**Directions for this task:**
Write out, word for word, the lines of the records below, starting at the line that contains "segment floral patterned headscarf" and continuing through the last line of the records.

Items from a data source:

_ _ _ _ _

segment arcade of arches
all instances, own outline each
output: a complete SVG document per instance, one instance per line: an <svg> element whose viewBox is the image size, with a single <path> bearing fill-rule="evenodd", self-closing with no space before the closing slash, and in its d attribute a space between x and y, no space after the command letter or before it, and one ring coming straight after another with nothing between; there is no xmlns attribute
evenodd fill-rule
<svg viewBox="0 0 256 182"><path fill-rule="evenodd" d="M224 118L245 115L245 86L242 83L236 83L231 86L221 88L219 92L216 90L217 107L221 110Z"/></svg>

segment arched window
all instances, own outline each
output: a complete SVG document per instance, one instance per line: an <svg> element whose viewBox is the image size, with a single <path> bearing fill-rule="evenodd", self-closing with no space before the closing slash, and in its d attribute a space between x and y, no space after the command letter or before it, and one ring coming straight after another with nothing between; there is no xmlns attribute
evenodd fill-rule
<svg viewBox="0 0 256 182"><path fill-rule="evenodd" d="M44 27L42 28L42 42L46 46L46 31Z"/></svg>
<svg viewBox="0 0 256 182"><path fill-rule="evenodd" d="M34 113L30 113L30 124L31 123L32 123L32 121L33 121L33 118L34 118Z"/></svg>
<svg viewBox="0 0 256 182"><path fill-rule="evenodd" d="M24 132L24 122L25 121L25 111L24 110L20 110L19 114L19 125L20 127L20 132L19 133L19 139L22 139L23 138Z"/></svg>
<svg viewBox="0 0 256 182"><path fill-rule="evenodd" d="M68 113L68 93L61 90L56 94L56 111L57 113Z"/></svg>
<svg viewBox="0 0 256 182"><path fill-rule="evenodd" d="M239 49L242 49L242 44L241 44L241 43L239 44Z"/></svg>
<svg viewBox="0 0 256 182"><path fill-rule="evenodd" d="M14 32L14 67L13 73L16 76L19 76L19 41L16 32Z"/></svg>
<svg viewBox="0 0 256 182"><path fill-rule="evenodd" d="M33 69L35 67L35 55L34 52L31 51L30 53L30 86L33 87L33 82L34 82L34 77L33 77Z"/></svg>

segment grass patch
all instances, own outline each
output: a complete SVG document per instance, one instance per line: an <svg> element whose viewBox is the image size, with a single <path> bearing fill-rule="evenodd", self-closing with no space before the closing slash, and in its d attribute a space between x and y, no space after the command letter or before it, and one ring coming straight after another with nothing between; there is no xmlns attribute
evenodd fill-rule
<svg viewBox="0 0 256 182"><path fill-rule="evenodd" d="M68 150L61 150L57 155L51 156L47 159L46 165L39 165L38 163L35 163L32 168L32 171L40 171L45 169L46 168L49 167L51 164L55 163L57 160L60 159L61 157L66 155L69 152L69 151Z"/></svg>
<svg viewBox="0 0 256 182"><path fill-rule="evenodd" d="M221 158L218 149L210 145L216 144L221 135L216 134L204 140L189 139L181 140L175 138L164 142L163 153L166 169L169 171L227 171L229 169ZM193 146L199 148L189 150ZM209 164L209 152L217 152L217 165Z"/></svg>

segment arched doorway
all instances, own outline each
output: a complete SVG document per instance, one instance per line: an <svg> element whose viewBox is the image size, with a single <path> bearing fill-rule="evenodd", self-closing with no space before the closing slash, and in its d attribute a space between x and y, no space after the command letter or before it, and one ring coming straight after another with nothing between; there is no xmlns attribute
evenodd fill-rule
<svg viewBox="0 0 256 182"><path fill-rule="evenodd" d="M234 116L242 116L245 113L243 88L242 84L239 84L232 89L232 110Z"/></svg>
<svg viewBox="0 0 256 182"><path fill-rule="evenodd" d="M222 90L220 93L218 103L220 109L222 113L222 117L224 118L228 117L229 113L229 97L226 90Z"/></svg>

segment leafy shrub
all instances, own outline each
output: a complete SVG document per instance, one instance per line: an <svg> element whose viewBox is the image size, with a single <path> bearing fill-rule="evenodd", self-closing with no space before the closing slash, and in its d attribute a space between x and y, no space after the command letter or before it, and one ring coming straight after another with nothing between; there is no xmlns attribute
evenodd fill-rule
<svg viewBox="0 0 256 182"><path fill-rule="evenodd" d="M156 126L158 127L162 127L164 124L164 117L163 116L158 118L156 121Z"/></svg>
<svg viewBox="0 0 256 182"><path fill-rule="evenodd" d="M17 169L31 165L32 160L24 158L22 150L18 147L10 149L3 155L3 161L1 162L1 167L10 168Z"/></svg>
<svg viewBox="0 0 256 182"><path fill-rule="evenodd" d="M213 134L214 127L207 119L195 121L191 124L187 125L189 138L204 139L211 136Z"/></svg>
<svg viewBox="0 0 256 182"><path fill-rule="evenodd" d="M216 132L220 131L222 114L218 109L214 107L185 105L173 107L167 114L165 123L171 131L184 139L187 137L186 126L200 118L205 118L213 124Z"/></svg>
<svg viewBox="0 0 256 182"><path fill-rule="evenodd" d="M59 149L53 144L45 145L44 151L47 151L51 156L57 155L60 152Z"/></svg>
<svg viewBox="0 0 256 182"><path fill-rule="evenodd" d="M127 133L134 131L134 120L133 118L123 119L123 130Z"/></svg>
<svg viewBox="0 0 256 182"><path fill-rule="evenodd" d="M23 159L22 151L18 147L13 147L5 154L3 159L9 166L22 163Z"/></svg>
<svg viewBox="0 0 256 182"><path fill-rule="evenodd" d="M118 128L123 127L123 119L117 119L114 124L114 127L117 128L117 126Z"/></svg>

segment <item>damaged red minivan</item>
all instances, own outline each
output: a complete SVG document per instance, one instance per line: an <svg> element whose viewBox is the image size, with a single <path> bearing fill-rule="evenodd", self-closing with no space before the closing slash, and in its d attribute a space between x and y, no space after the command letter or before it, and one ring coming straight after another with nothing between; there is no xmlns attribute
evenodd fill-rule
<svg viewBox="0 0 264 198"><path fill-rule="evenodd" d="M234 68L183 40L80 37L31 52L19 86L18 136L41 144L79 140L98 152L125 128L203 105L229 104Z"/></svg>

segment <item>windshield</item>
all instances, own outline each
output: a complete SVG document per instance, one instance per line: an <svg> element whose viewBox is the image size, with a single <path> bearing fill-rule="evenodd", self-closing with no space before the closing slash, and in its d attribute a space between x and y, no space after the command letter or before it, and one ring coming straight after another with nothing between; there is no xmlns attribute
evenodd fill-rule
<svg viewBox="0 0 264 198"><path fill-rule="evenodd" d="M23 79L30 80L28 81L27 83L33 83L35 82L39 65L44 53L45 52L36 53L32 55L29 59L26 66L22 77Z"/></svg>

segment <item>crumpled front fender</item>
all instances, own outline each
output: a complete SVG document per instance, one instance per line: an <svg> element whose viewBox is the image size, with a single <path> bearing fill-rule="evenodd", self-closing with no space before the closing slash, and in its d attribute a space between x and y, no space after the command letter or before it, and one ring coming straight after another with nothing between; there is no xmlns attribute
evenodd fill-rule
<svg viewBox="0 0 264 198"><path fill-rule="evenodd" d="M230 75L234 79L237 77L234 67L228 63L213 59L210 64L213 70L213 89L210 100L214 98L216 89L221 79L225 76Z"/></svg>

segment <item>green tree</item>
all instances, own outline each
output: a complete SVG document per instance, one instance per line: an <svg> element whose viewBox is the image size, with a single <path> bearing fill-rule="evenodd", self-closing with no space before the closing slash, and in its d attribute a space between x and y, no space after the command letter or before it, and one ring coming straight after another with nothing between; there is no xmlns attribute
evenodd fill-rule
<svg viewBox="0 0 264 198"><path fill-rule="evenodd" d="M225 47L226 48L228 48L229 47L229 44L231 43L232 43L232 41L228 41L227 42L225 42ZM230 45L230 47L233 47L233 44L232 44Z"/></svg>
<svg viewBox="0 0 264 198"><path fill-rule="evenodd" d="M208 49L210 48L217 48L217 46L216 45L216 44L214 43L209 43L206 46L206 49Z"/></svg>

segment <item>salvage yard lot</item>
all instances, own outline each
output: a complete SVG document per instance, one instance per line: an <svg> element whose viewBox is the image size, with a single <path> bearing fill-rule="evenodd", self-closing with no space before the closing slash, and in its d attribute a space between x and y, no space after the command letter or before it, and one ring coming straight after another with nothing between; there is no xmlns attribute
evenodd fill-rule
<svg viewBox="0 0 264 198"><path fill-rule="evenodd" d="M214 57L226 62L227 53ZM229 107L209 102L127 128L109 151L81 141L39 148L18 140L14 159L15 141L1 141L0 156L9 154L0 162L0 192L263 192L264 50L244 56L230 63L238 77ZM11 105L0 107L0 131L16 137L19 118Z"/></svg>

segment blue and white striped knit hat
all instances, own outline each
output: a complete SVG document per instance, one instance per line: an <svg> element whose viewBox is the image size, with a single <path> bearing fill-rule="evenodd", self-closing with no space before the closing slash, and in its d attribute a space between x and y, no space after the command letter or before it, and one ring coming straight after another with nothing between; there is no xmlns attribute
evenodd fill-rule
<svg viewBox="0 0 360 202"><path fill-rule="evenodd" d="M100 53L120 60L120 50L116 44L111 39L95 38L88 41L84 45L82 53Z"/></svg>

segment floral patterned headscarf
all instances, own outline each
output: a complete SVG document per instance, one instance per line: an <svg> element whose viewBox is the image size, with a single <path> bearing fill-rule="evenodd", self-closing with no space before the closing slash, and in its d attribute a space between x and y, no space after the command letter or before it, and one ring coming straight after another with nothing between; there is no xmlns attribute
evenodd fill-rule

_ _ _ _ _

**Result for this exercise:**
segment floral patterned headscarf
all instances, own outline each
output: a complete SVG document per instance, one instance per line: an <svg> element whose viewBox is the image size, with a single <path> bearing fill-rule="evenodd", self-closing with no space before the closing slash, and in its d attribute a space between x and y, no space after the command letter or before it, and one ring coming straight after another with nothing between; there is no xmlns attribute
evenodd fill-rule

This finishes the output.